## Objective
Copy out the records below word for word, from first to last, but leave out the pictures.

"""

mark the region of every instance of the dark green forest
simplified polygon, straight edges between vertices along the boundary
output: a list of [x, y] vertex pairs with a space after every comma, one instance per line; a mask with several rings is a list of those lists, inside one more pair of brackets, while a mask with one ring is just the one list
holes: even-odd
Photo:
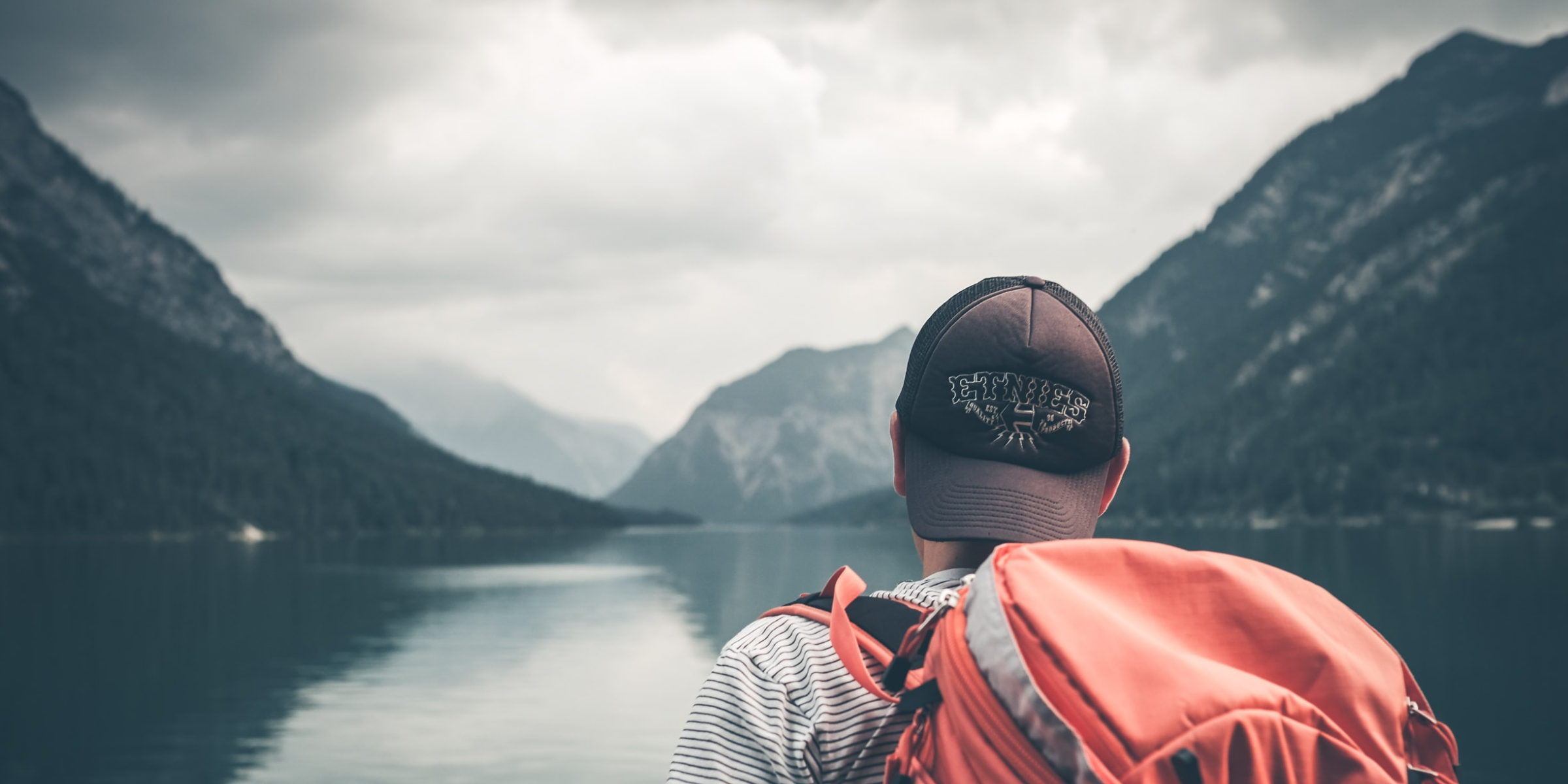
[[554, 532], [615, 510], [470, 466], [0, 234], [0, 535]]
[[1112, 298], [1116, 511], [1568, 513], [1565, 69], [1449, 39]]

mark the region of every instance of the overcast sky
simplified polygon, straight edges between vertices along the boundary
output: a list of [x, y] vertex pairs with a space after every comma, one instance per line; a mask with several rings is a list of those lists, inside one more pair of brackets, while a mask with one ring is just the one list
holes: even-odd
[[988, 274], [1102, 303], [1457, 28], [1560, 0], [0, 0], [0, 78], [318, 370], [671, 433]]

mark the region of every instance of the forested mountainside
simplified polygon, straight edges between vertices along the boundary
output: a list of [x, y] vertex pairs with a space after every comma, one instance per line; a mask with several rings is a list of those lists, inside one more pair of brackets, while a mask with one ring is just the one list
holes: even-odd
[[1568, 511], [1568, 38], [1460, 33], [1101, 309], [1132, 516]]
[[610, 502], [768, 521], [892, 483], [887, 417], [914, 332], [797, 348], [718, 387]]
[[455, 367], [419, 365], [383, 379], [367, 386], [453, 455], [591, 499], [618, 488], [654, 448], [632, 425], [558, 414]]
[[0, 536], [619, 525], [301, 365], [0, 83]]

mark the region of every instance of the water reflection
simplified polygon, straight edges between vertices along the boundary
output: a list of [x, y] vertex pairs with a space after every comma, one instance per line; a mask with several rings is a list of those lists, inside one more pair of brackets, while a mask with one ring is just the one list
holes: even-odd
[[[1105, 532], [1344, 599], [1460, 734], [1466, 784], [1544, 779], [1568, 615], [1552, 530]], [[723, 640], [908, 532], [0, 547], [0, 781], [659, 781]]]

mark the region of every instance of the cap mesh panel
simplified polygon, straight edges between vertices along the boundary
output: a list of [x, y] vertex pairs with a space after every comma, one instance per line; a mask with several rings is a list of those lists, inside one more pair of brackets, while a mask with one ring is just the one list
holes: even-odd
[[[1024, 276], [1010, 278], [986, 278], [963, 292], [955, 293], [947, 298], [941, 307], [925, 320], [920, 326], [920, 334], [914, 336], [914, 347], [909, 348], [909, 365], [903, 372], [903, 389], [898, 392], [898, 419], [908, 420], [909, 409], [914, 408], [914, 395], [920, 389], [920, 378], [925, 376], [925, 365], [931, 361], [931, 351], [936, 350], [936, 343], [947, 334], [947, 328], [958, 320], [966, 310], [974, 307], [983, 299], [991, 298], [996, 293], [1029, 285], [1024, 282]], [[1060, 284], [1046, 281], [1043, 287], [1046, 293], [1055, 296], [1057, 301], [1065, 304], [1073, 315], [1088, 326], [1088, 331], [1094, 336], [1094, 342], [1105, 353], [1105, 365], [1110, 368], [1110, 387], [1113, 400], [1116, 401], [1116, 442], [1121, 442], [1121, 372], [1116, 368], [1116, 353], [1110, 348], [1110, 337], [1105, 336], [1105, 326], [1099, 323], [1099, 317], [1094, 315], [1082, 299], [1073, 292], [1068, 292]]]

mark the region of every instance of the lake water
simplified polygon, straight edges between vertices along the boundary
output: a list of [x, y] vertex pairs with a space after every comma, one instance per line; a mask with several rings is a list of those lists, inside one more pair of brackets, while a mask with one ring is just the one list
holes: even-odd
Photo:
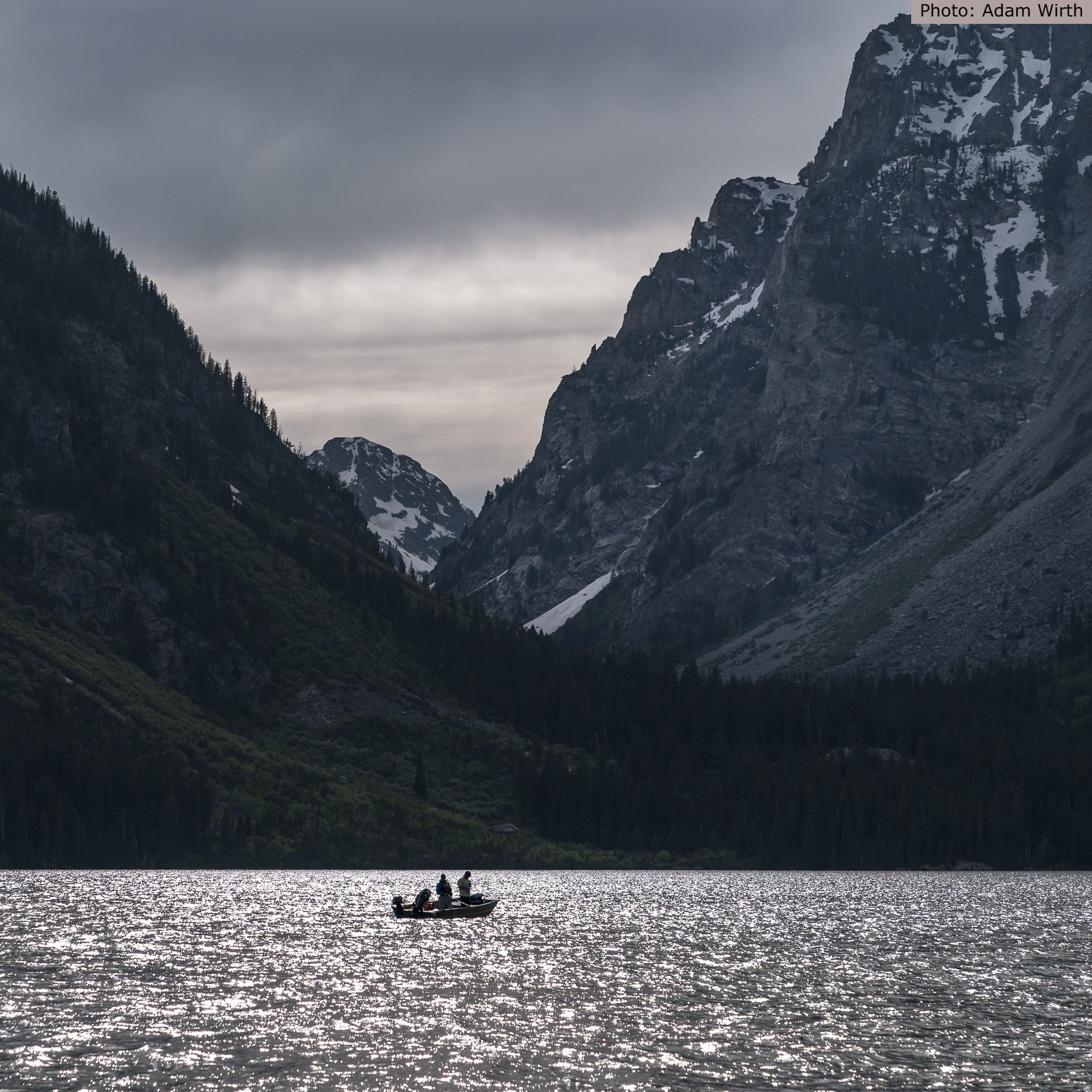
[[0, 873], [0, 1087], [1092, 1087], [1087, 875], [426, 879]]

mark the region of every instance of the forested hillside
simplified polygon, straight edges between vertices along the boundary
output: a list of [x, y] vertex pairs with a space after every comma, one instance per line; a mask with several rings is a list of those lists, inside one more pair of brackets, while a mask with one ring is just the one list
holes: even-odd
[[1092, 863], [1082, 613], [949, 681], [574, 653], [384, 563], [55, 194], [0, 210], [0, 865]]

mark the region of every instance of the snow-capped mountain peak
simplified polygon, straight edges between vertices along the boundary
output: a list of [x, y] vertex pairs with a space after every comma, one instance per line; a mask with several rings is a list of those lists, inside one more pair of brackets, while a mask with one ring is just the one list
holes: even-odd
[[415, 572], [430, 572], [440, 550], [474, 522], [474, 513], [415, 459], [363, 436], [328, 440], [308, 463], [353, 491], [368, 526]]

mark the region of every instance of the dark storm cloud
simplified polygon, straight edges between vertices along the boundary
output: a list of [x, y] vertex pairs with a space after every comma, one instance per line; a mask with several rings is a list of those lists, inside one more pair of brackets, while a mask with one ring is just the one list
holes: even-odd
[[[157, 263], [632, 226], [702, 211], [737, 162], [794, 174], [846, 58], [897, 10], [9, 0], [0, 155]], [[824, 118], [814, 95], [785, 108], [800, 64]]]

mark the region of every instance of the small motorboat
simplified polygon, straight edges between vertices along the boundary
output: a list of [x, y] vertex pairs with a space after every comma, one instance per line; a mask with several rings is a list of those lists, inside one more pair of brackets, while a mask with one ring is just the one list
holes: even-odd
[[497, 905], [496, 899], [484, 899], [475, 895], [470, 902], [455, 899], [447, 910], [439, 910], [432, 900], [425, 903], [425, 909], [414, 913], [413, 899], [404, 899], [396, 894], [391, 900], [391, 909], [395, 917], [488, 917]]

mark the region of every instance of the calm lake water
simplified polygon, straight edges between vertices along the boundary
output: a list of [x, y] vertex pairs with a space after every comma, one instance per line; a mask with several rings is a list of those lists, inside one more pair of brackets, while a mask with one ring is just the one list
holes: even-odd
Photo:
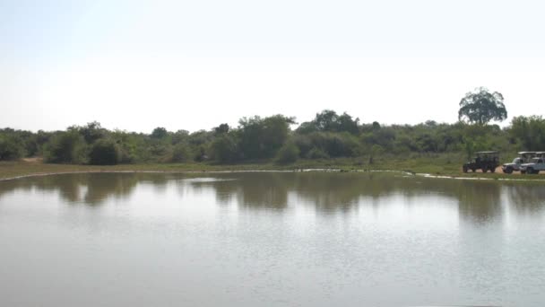
[[545, 305], [545, 186], [386, 173], [0, 181], [2, 306]]

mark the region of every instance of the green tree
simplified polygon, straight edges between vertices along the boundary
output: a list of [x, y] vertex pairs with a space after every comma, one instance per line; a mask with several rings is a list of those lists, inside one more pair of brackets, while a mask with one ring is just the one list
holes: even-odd
[[490, 120], [502, 121], [506, 118], [504, 96], [497, 92], [489, 92], [488, 89], [480, 87], [466, 93], [460, 101], [460, 120], [466, 118], [470, 123], [483, 126]]
[[151, 138], [161, 139], [169, 135], [169, 131], [162, 127], [158, 127], [151, 131]]
[[21, 142], [14, 137], [0, 136], [0, 161], [17, 160], [23, 156], [23, 148]]
[[55, 135], [46, 150], [46, 162], [53, 163], [82, 163], [86, 157], [86, 144], [75, 130]]
[[545, 148], [545, 119], [541, 116], [514, 118], [509, 133], [525, 150]]
[[89, 162], [94, 165], [115, 165], [121, 161], [121, 149], [109, 138], [101, 138], [92, 145]]
[[211, 158], [226, 163], [238, 157], [238, 145], [230, 134], [223, 134], [216, 137], [210, 145]]
[[172, 159], [173, 162], [185, 162], [191, 160], [191, 151], [189, 147], [185, 144], [177, 144], [172, 148]]
[[247, 159], [273, 157], [281, 147], [290, 133], [293, 118], [274, 115], [262, 118], [258, 116], [238, 121], [240, 149]]
[[280, 163], [292, 163], [299, 157], [299, 149], [293, 142], [286, 142], [278, 151], [276, 161]]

"""

## Final result
mark the region of every instance of the dark green forest
simplified polygon, straight edges between vertices along the boundary
output: a list of [x, y] vertex pairs with a space after every comma, one instance per line; a mask with several rings is a list of those lists, inside one more pair of brackets, while a mask with one ring is just the one list
holes: even-odd
Photo:
[[554, 532], [615, 510], [470, 466], [0, 234], [0, 535]]
[[1112, 298], [1116, 511], [1568, 513], [1565, 69], [1449, 39]]

mark the region of every instance of the overcast sky
simplified polygon, straight edges between vertices along the boundary
output: a list of [x, y] vertex pairs with a space after every comma, one instance per line; a mask with several rings is a list of those lists, inside one more pair of brackets, while a mask with one ring is just the one list
holes: even-odd
[[988, 274], [1102, 303], [1457, 28], [1560, 0], [0, 0], [0, 78], [318, 370], [671, 433]]

mark the region of every instance of the forested mountainside
simplified polygon, straight edges between vertices along the boundary
output: a list of [x, y] vertex pairs with a space after every comma, one instance per line; a mask with several rings is a list of those lists, inside one more pair of brackets, while a mask with one ring is just the one list
holes: even-odd
[[1568, 511], [1568, 38], [1460, 33], [1101, 309], [1132, 516]]
[[610, 502], [768, 521], [892, 483], [887, 417], [914, 332], [797, 348], [718, 387]]
[[455, 367], [419, 365], [383, 379], [367, 386], [453, 455], [591, 499], [618, 488], [654, 448], [632, 425], [558, 414]]
[[0, 536], [619, 525], [301, 365], [0, 83]]

mark the region of every instance of the water reflection
simplified polygon, straight edges between vertices along the boundary
output: a list of [x, y] vertex pairs with a space after every comma, one instance per line; a mask with several rings is a list of those lists, inside one more pair of brackets, while a mask with one ring is just the one list
holes: even-odd
[[[1105, 532], [1344, 599], [1460, 734], [1466, 784], [1544, 779], [1568, 615], [1552, 530]], [[723, 640], [908, 532], [0, 547], [0, 781], [659, 781]]]

mark the region of every instance of the cap mesh panel
simplified polygon, straight edges between vertices along the boundary
output: a list of [x, y] vertex pairs with a space after every comma, one instance per line; a mask with several rings is a list of those lists, inside one more pair of brackets, while a mask with one ring is just the one list
holes: even-odd
[[[1024, 276], [1010, 278], [986, 278], [963, 292], [955, 293], [947, 298], [941, 307], [925, 320], [920, 326], [920, 334], [914, 336], [914, 347], [909, 348], [909, 365], [903, 372], [903, 389], [898, 392], [898, 419], [908, 420], [909, 409], [914, 408], [914, 395], [920, 389], [920, 378], [925, 376], [925, 365], [931, 361], [931, 351], [936, 350], [936, 343], [947, 334], [947, 328], [958, 320], [966, 310], [974, 307], [983, 299], [991, 298], [996, 293], [1029, 285], [1024, 282]], [[1060, 284], [1046, 281], [1043, 287], [1046, 293], [1055, 296], [1057, 301], [1065, 304], [1073, 315], [1088, 326], [1088, 331], [1094, 336], [1094, 342], [1105, 353], [1105, 365], [1110, 368], [1110, 387], [1113, 400], [1116, 401], [1116, 442], [1121, 442], [1121, 372], [1116, 368], [1116, 353], [1110, 348], [1110, 337], [1105, 336], [1105, 326], [1099, 323], [1099, 317], [1094, 315], [1082, 299], [1073, 292], [1068, 292]]]

mark the region of every instance of the lake water
simplified polygon, straight edges between vertices along the boundary
output: a list of [x, y] vertex pairs with a space after every comma, one instance per line; a mask with several rings is a list of those lists, inside one more pair of brackets, while a mask with one ring is just the one list
holes: even-odd
Photo:
[[0, 873], [0, 1087], [1092, 1087], [1087, 875], [426, 879]]

mark the region of every instance of the forested hillside
simplified polygon, straight edges between vertices along the boundary
output: a list of [x, y] vertex pairs with a space after every comma, one instance per line; a mask with several rings is a list of those lists, inside one more pair of brackets, while a mask with one ring is just the one list
holes: even-odd
[[1092, 863], [1082, 613], [949, 681], [574, 653], [384, 563], [55, 194], [0, 210], [0, 865]]

mark the region of every instance of the snow-capped mountain peak
simplified polygon, straight edges between vertices along the boundary
output: a list of [x, y] vertex pairs with a space after every comma, one instance per line; a mask with several rings is a list of those lists, inside one more pair of brackets, while a mask with one ring is just the one list
holes: even-odd
[[415, 572], [430, 572], [440, 550], [474, 522], [474, 513], [415, 459], [363, 436], [328, 440], [308, 463], [353, 491], [368, 526]]

mark the region of every instance of the dark storm cloud
simplified polygon, straight edges between vertices along the boundary
output: a list of [x, y] vertex pairs with a space after every comma, one instance per line; a mask with several rings is a list of those lists, inside one more pair of brackets, while a mask with one ring is just the one list
holes: even-odd
[[[157, 263], [632, 226], [702, 211], [737, 162], [794, 174], [846, 58], [897, 10], [9, 0], [0, 155]], [[824, 118], [814, 95], [785, 108], [800, 64]]]

mark the region of every instance of the small motorboat
simplified polygon, straight edges between vertices along the boundary
output: a list of [x, y] vertex pairs with a space after every comma, one instance per line; a mask with several rings is a list of those lists, inside one more pair of brackets, while a mask with one ring is just the one list
holes: even-odd
[[497, 905], [496, 899], [484, 899], [475, 895], [470, 902], [455, 899], [447, 910], [439, 910], [432, 900], [425, 903], [425, 909], [414, 913], [413, 899], [404, 899], [396, 894], [391, 900], [391, 909], [395, 917], [488, 917]]

mark the region of every instance of the calm lake water
simplified polygon, straight edges between vertices along the boundary
output: a list of [x, y] vertex pairs with a space after every comma, one instance per line; a mask with several rings is a list of those lists, inside one more pair of brackets, while a mask with one ring is just the one list
holes: even-odd
Photo:
[[545, 305], [545, 186], [386, 173], [0, 181], [2, 306]]

mark the region of every instance of the green tree
simplified polygon, straight edges between vertices along the boundary
output: a list of [x, y] vertex pairs with a space after every comma, one instance per line; a mask with several rings is a list of those lists, inside one more pair of brackets, while a mask with one ring is just the one list
holes: even-odd
[[490, 120], [502, 121], [506, 118], [504, 96], [497, 92], [489, 92], [488, 89], [480, 87], [466, 93], [460, 101], [460, 120], [466, 118], [470, 123], [483, 126]]
[[151, 138], [161, 139], [169, 135], [169, 131], [162, 127], [158, 127], [151, 131]]
[[21, 142], [14, 137], [0, 136], [0, 161], [17, 160], [23, 156], [23, 148]]
[[55, 135], [46, 150], [46, 162], [53, 163], [82, 163], [86, 157], [86, 144], [75, 130]]
[[545, 148], [545, 119], [541, 116], [514, 118], [509, 133], [525, 150]]
[[89, 162], [94, 165], [115, 165], [121, 161], [121, 149], [109, 138], [101, 138], [92, 145]]
[[211, 158], [226, 163], [238, 157], [238, 145], [230, 134], [223, 134], [216, 137], [210, 145]]
[[172, 159], [173, 162], [185, 162], [191, 160], [191, 151], [189, 147], [185, 144], [177, 144], [172, 148]]
[[247, 159], [273, 157], [281, 147], [290, 133], [293, 118], [274, 115], [262, 118], [258, 116], [238, 121], [240, 149]]
[[280, 163], [292, 163], [299, 157], [299, 149], [293, 142], [286, 142], [278, 151], [276, 161]]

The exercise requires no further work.